Given request
Rewrite the full listing below with every "red apple" changed to "apple" and nothing else altered, leaving out the pictures.

Recorded information
● ● ● ● ● ● ●

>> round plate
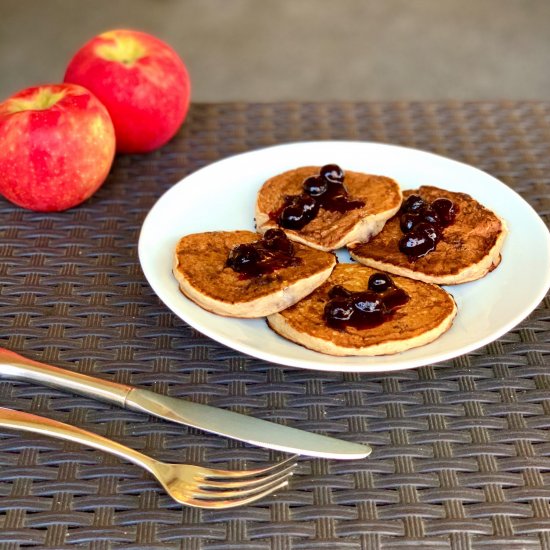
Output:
[139,141,550,372]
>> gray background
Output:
[0,0,550,101]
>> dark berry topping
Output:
[369,273,393,292]
[225,229,302,278]
[324,273,409,330]
[420,204,439,225]
[263,229,294,256]
[270,164,365,230]
[319,164,344,183]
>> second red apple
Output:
[65,30,191,153]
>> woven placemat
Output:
[0,102,550,550]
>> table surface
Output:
[0,101,550,550]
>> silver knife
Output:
[0,347,372,459]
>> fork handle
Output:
[0,407,157,473]
[0,347,133,407]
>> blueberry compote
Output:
[324,273,409,330]
[399,195,457,260]
[225,229,302,278]
[272,164,365,230]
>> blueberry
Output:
[319,164,344,183]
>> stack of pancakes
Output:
[173,166,507,355]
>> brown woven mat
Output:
[0,102,550,550]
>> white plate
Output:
[139,141,550,372]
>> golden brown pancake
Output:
[173,231,336,317]
[267,264,456,355]
[255,166,402,251]
[348,186,507,285]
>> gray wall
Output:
[0,0,550,101]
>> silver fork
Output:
[0,407,297,508]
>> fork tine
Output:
[194,468,293,500]
[200,463,297,490]
[202,455,298,480]
[185,479,288,509]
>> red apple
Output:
[0,84,115,212]
[65,30,191,153]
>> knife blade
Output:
[0,348,372,459]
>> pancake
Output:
[267,264,456,356]
[348,186,507,285]
[255,166,402,251]
[173,231,336,318]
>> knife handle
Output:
[0,347,133,407]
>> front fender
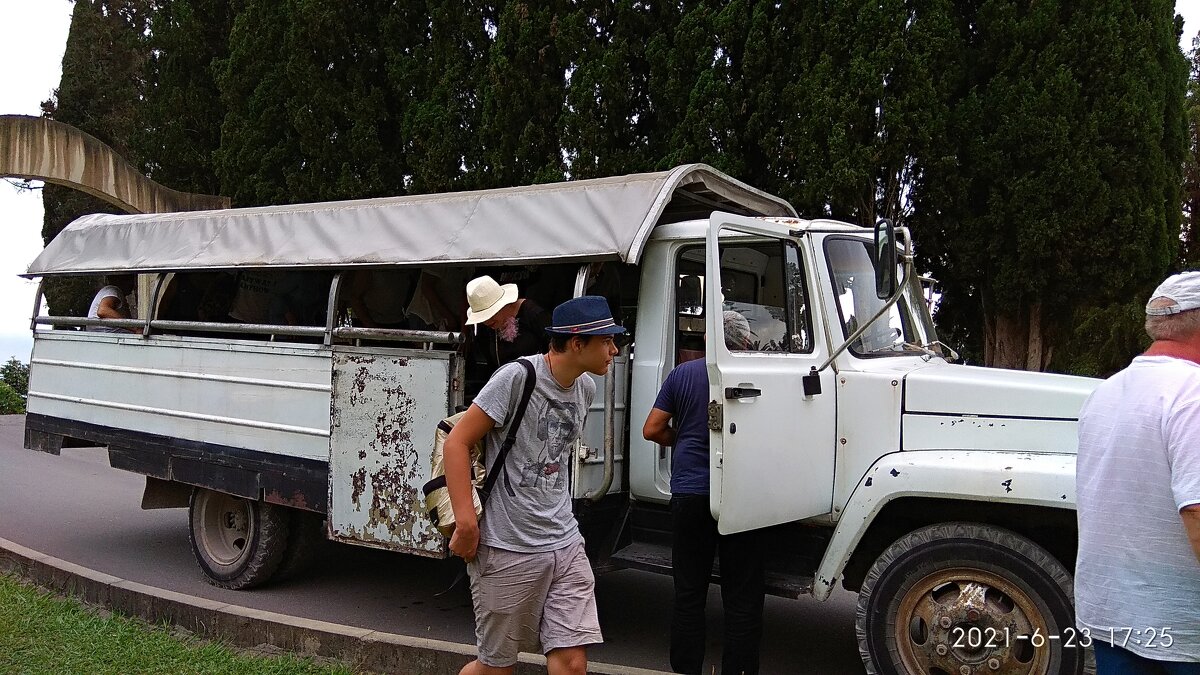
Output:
[812,450,1075,601]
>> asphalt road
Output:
[0,416,863,675]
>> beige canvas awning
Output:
[24,165,796,276]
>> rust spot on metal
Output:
[350,468,367,510]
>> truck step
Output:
[611,542,812,598]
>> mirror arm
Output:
[812,240,914,374]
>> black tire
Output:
[272,509,325,581]
[854,522,1085,675]
[188,488,288,590]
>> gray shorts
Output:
[467,540,604,668]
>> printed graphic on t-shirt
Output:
[521,399,578,490]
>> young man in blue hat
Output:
[444,295,625,675]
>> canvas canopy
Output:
[24,165,796,276]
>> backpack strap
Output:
[479,358,538,502]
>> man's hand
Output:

● ● ● ● ● ● ●

Solution to the problem
>> round plate
Output:
[139,141,550,372]
>> gray background
Output:
[0,0,550,101]
>> dark berry topping
Output:
[369,273,393,292]
[225,229,302,278]
[324,273,409,330]
[420,204,439,225]
[263,229,294,256]
[270,164,365,230]
[319,164,344,183]
>> second apple
Output:
[65,30,191,153]
>> woven placemat
Output:
[0,102,550,550]
>> table surface
Output:
[0,101,550,550]
>> silver knife
Output:
[0,347,372,459]
>> fork handle
Output:
[0,407,157,473]
[0,347,133,407]
>> blueberry compote
Output:
[324,273,409,330]
[399,195,457,260]
[225,229,302,278]
[272,164,365,230]
>> blueberry
Output:
[319,164,344,183]
>> stack of pancakes
Output:
[173,166,507,355]
>> brown woven mat
Output:
[0,102,550,550]
>> white plate
Output:
[139,141,550,372]
>> golden brown pancake
Output:
[173,231,336,317]
[267,264,456,355]
[255,166,402,251]
[348,186,507,285]
>> gray wall
Output:
[0,0,550,101]
>> silver fork
Output:
[0,407,297,508]
>> fork tine
Output:
[194,468,293,500]
[200,463,297,490]
[202,455,298,480]
[185,479,288,509]
>> apple
Output:
[0,84,115,212]
[65,30,191,153]
>> knife blade
Output:
[0,348,372,459]
>> pancake
Output:
[267,264,456,356]
[348,186,507,285]
[255,166,402,251]
[173,231,336,318]
>> knife handle
Output:
[0,347,133,407]
>> front fender
Output:
[812,450,1075,601]
>> asphalt road
Output:
[0,416,863,675]
>> beige canvas awning
Output:
[24,165,796,276]
>> rust spot on metal
Output:
[350,468,367,510]
>> truck step
Output:
[611,542,812,598]
>> mirror arm
Output:
[812,240,914,374]
>> black tire
Output:
[272,509,325,581]
[854,522,1085,675]
[188,488,288,590]
>> gray shorts
Output:
[467,540,604,668]
>> printed graphic on t-shirt
Output:
[521,399,578,490]
>> young man in blue hat
Output:
[444,295,625,675]
>> canvas canopy
Output:
[24,165,796,276]
>> backpack strap
Output:
[479,358,538,502]
>> man's hand
Output:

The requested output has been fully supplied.